EXERCISE: Rewrite the records, starting at their first line and ending at the line that contains "<point>472,488</point>", with the requests included. Raise every coordinate in the answers by 20.

::: EXTRACTED RECORDS :::

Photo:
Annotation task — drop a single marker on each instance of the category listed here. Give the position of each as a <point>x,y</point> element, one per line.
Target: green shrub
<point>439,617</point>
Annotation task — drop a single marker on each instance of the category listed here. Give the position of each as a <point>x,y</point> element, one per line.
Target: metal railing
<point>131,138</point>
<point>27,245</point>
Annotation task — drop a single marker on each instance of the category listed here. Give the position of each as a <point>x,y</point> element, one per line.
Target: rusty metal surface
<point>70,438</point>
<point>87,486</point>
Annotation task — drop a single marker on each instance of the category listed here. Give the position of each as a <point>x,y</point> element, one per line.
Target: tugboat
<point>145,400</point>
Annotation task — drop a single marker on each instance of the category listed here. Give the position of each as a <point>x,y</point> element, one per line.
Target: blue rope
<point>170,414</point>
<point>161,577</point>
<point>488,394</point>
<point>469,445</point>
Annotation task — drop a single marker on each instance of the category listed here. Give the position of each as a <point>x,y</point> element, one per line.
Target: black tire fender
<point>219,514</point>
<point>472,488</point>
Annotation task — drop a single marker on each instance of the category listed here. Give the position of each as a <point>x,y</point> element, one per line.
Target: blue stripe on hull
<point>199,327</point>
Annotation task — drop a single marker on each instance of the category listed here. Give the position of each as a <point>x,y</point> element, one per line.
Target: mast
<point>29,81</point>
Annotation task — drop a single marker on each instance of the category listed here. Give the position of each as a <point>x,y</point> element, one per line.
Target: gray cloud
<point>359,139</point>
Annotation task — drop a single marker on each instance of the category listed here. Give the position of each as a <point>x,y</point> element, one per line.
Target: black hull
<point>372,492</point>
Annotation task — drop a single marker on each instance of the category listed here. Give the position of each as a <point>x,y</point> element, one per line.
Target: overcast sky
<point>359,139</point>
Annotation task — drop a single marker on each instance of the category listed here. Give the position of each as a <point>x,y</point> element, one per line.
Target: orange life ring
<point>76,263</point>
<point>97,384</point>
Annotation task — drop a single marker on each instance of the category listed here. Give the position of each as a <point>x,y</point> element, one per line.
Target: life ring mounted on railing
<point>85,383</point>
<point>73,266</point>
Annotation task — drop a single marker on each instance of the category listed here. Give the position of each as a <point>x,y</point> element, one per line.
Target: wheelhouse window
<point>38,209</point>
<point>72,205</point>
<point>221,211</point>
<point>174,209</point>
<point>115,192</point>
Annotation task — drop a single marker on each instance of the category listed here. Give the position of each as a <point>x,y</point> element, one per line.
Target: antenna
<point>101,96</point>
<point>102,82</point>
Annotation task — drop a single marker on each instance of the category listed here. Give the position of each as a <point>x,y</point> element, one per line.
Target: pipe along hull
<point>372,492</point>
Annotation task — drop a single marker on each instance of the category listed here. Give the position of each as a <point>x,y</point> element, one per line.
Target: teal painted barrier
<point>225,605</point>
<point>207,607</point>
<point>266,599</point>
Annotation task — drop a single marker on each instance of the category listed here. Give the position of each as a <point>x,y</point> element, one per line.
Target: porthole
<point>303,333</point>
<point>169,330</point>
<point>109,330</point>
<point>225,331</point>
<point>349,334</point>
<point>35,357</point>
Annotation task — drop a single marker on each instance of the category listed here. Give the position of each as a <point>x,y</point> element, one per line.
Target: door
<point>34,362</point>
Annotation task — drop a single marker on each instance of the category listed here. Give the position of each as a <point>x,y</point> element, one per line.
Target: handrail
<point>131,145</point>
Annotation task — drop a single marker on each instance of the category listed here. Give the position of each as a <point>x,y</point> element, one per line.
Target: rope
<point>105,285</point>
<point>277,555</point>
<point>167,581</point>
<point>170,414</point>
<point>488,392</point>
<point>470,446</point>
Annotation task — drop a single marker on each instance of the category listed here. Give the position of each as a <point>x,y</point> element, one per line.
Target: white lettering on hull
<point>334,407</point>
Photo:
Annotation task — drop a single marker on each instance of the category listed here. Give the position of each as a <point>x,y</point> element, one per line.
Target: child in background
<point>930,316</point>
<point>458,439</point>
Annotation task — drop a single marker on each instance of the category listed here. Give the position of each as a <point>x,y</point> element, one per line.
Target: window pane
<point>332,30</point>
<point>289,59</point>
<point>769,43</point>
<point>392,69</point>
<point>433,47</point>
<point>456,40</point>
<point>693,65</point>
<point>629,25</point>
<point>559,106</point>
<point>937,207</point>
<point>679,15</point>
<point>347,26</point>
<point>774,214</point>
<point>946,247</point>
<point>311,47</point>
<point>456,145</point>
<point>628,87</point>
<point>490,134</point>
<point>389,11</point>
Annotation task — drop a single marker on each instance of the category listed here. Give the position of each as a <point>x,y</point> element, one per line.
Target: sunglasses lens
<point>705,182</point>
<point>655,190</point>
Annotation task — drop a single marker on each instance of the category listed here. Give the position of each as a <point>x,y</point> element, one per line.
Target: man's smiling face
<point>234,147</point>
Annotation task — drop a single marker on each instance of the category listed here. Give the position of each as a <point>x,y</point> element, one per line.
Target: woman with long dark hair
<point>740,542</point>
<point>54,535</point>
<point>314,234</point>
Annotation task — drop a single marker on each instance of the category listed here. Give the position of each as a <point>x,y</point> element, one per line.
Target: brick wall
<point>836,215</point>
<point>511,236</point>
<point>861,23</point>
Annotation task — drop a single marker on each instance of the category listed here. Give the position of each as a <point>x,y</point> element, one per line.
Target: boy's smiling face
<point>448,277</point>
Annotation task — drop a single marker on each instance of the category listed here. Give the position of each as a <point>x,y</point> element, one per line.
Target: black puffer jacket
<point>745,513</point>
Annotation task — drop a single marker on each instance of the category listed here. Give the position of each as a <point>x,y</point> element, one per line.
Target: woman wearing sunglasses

:::

SOLUTION TO THIS TASK:
Photo:
Annotation task — drop a single marker on each instance of the category listed here. Give the position of each as a <point>x,y</point> element, one per line.
Target: green shrub
<point>459,637</point>
Annotation task — drop a single marker on each instance of the category listed here. Give the position of each as a <point>x,y</point> element, one per line.
Target: metal railing
<point>151,158</point>
<point>47,265</point>
Annotation task — drop a single marker on each instance of the category listed here. Give the position of each as a <point>x,y</point> element, one per line.
Target: rusty metal surface
<point>90,458</point>
<point>107,506</point>
Annotation task — drop a single marker on each instance of the category listed here. Give the position of each as a <point>x,y</point> element, one per line.
Target: tugboat
<point>165,420</point>
Annotation task — drop a single marker on each instance of the category listed here. Give the position of each as a <point>x,y</point> element, one per line.
Target: blue rope
<point>190,434</point>
<point>181,597</point>
<point>508,414</point>
<point>489,465</point>
Annotation task — drop a single marker on each instance of the category listed here. Give the position of each as a <point>x,y</point> element, one per line.
Target: black tire fender
<point>239,534</point>
<point>492,508</point>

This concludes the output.